▸ Избранный отрывок
ПАМЯТИ ПОКОЙНОГО АТАРЕ ШАРО
ПАМЯТИ ПОКОЙНОГО
АТАРЕ ШАРО[1]
«ПУСТЬ ЧАСТЬ ДЛЯ СТИХОВ БУДЕТ ПОБОЛЬШЕ»
Шло заседание секции курдских писателей. Собралось много поэтов, писателей, студентов, других представителей интеллигенции. Молодежи на этот раз было немало. Шел вечер поэзии. Было прочитано много стихов, и очередь дошла до Атаре Шаро. Он встал, достал из внутреннего кармана пиджака несколько сложенных листков, раскрыл их, аккуратно разгладил ладонью и обратился к председателю секции:
— А можно, чтобы эти мои новые стихи прочел бы диктор курдского радио?
Присутствующие рассмеялись, а председатель улыбнулся и спросил:
— Почему, Атар? Ты не можешь сам прочитать свои стихи или у тебя неважно со зрением?
— Нет, почему? Я сам написал эти стихи и, конечно же, могу их прочесть. Да и со зрением у меня, слава Богу, все в порядке. Просто мне кажется, когда стихи читает диктор, они звучат гораздо лучше. И потом – он будет читать, а у меня будет такое ощущение, что они передаются по радио.
Одним словом, диктор взял стихи и стал читать. Атар уставился на него и не сводил глаз, полных восторга, ерзал на месте и не мог сидеть спокойно. Диктор дочитал стихи, и раздались жидкие хлопки. Атар быстро поднялся с места и повернулся к председателю секции:
— Разреши мне… Что-то я разволновался… Я хотел бы спеть уважаемым присутствующим пару песен.

[Записи о размещении точек]
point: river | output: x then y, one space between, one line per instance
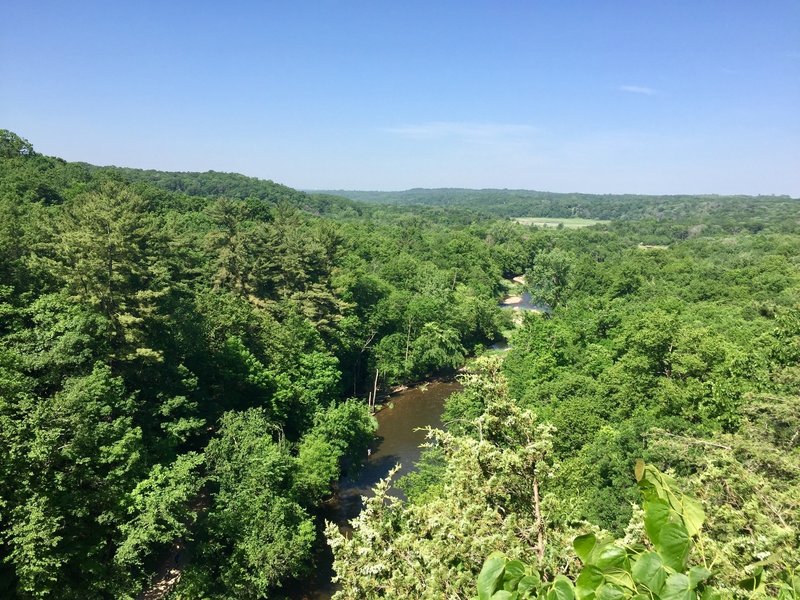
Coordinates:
395 442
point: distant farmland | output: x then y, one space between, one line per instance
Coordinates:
567 223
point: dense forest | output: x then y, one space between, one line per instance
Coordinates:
185 361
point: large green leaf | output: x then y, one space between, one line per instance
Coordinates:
514 571
584 544
528 584
692 513
697 575
561 589
648 570
609 555
621 578
656 515
609 592
673 545
587 582
677 588
490 575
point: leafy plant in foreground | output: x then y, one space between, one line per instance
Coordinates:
613 570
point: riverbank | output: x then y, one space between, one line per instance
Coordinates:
397 441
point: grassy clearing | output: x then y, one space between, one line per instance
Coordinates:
567 223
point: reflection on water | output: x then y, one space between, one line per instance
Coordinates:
396 442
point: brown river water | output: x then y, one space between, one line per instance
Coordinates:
396 442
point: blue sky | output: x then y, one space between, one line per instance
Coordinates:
610 97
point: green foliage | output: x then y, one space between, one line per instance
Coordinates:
612 569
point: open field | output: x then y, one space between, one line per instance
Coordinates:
548 222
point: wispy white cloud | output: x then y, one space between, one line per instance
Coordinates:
462 130
638 89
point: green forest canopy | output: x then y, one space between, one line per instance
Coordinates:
184 360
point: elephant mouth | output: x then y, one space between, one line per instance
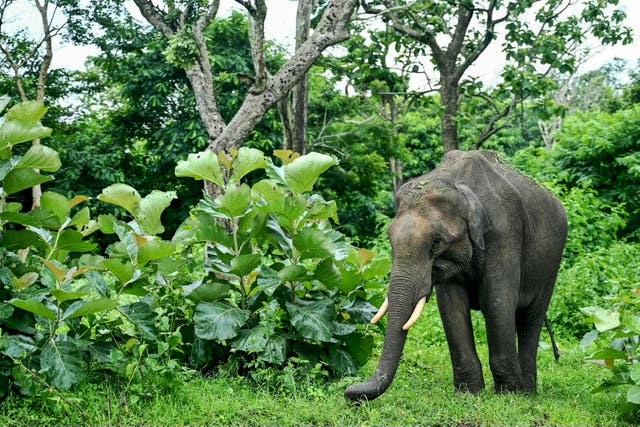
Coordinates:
444 269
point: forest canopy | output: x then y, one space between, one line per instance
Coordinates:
199 196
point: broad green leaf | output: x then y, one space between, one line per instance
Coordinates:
128 241
155 249
26 280
351 279
302 173
365 256
106 224
18 346
633 394
219 320
34 306
242 265
321 209
58 271
328 274
208 291
151 208
252 340
62 296
56 203
290 273
342 361
122 195
141 314
287 156
589 338
71 240
603 319
632 322
20 239
4 101
21 179
36 218
62 363
361 311
276 349
6 310
90 307
77 200
247 160
269 190
313 243
203 165
22 123
235 201
268 280
81 218
209 229
634 372
313 320
40 157
123 270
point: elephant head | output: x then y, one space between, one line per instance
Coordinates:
433 236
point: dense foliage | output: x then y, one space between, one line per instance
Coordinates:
151 281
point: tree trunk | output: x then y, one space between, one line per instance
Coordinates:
43 8
449 123
300 92
332 29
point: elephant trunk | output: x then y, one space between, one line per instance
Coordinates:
402 302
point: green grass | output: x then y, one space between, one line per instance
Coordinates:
422 394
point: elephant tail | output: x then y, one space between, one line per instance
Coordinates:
556 352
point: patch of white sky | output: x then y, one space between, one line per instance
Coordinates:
280 27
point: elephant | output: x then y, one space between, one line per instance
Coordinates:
489 238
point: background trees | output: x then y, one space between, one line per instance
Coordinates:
155 94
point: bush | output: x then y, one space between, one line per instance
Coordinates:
617 340
281 287
281 282
593 279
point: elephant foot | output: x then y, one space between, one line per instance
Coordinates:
509 387
469 381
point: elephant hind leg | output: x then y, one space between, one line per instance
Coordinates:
529 323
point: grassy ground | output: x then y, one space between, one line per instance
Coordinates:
421 395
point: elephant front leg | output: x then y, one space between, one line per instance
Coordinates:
503 355
453 304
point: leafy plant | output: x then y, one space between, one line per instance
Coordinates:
65 310
617 337
281 282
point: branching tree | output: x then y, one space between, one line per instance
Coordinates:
183 24
538 37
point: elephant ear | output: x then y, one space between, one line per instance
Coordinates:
477 219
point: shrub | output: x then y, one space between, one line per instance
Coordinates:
617 340
593 279
281 282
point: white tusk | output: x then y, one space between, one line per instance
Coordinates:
416 314
383 309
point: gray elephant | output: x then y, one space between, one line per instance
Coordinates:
490 239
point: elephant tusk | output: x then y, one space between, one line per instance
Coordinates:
381 312
416 314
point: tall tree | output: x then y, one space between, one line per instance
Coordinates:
294 108
455 33
184 25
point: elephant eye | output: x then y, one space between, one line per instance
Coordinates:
438 246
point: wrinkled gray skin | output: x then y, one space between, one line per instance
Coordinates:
490 239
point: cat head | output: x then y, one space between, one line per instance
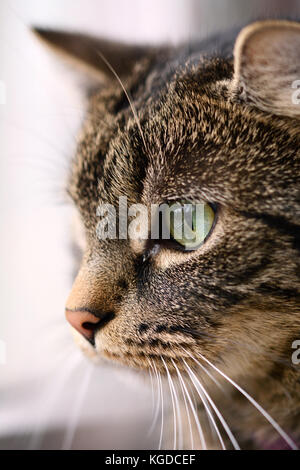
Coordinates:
170 125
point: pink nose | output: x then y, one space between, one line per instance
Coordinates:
83 321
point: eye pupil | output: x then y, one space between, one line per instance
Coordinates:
190 224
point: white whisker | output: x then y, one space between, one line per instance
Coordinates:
72 424
158 402
199 428
127 96
216 410
187 413
266 415
162 411
173 405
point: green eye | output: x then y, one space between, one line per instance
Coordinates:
190 223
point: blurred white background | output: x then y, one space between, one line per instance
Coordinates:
47 390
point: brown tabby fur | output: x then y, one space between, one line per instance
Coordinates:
235 300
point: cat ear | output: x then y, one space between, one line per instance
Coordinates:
267 67
93 58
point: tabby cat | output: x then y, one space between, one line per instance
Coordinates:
216 121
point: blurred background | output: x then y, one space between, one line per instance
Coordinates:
50 396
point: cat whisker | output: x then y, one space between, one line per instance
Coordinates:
178 412
72 424
133 109
162 411
266 415
156 413
199 427
196 382
187 412
152 384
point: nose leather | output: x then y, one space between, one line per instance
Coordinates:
84 322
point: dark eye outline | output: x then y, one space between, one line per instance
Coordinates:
173 244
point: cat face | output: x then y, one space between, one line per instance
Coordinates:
212 130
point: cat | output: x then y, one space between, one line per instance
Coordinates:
215 121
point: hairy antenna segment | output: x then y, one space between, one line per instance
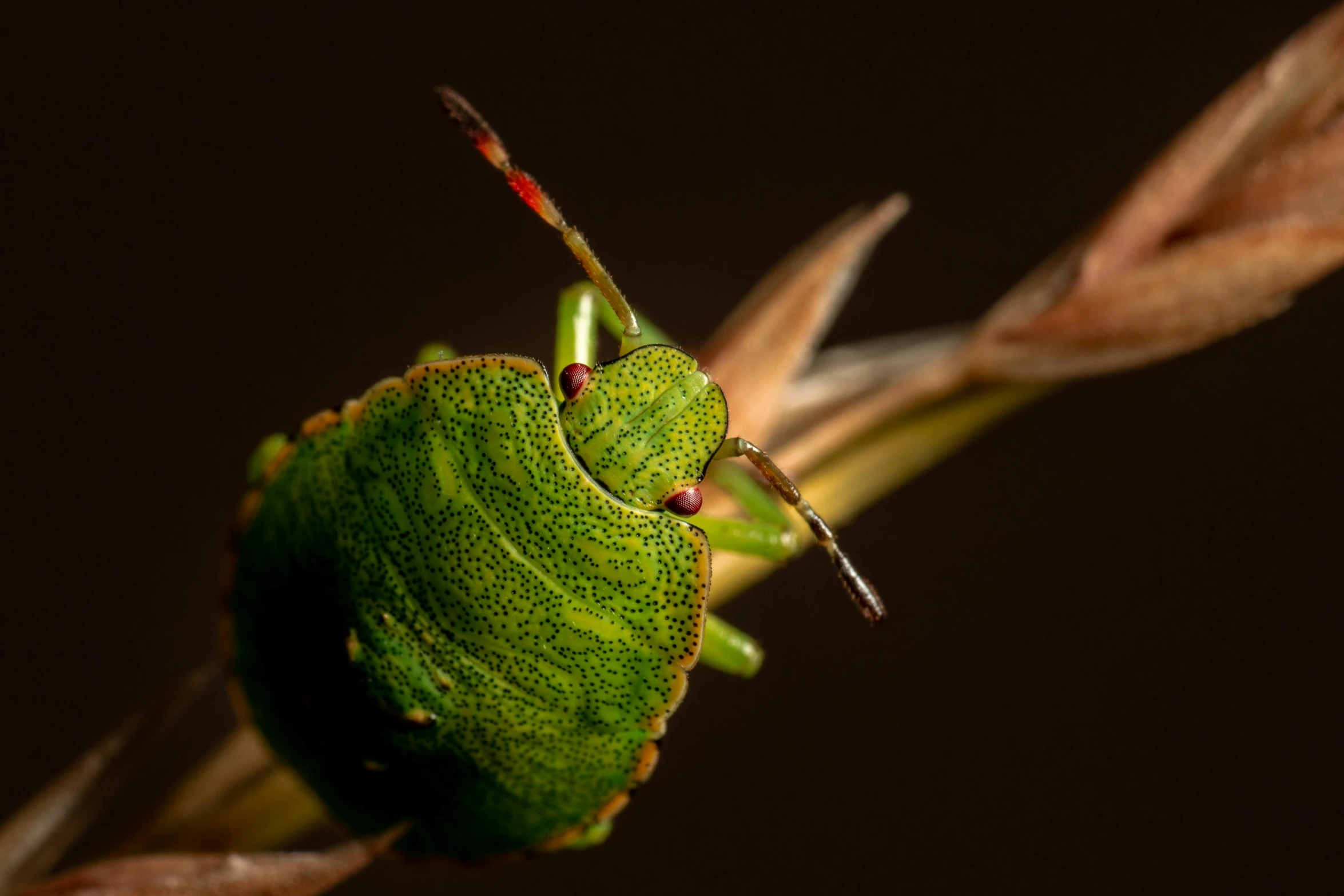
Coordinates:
490 145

▸ Задания
- 1) Процитируйте из отрывка об Атаре Шаро фрагмент между словами "Присутствующие рассмеялись, а" и "передаются по радио." включительно.
- 2) Определите, согласуются ли с отрывком об Атаре Шаро следующие утверждения: (a) Атар сам прочитал свои новые стихи собравшимся; (b) Атар заявил, что со зрением у него всё в порядке; (c) молодёжи на заседании было мало. На каждое утверждение ответьте «да» или «нет» и приведите решающие слова отрывка точной цитатой.

▸ Решённые задания
- 1)
Присутствующие рассмеялись, а председатель улыбнулся и спросил:
— Почему, Атар? Ты не можешь сам прочитать свои стихи или у тебя неважно со зрением?
— Нет, почему? Я сам написал эти стихи и, конечно же, могу их прочесть. Да и со зрением у меня, слава Богу, все в порядке. Просто мне кажется, когда стихи читает диктор, они звучат гораздо лучше. И потом – он будет читать, а у меня будет такое ощущение, что они передаются по радио.

- 2)
(a) Нет: «Одним словом, диктор взял стихи и стал читать».
(b) Да: «Да и со зрением у меня, слава Богу, все в порядке».
(c) Нет: «Молодежи на этот раз было немало».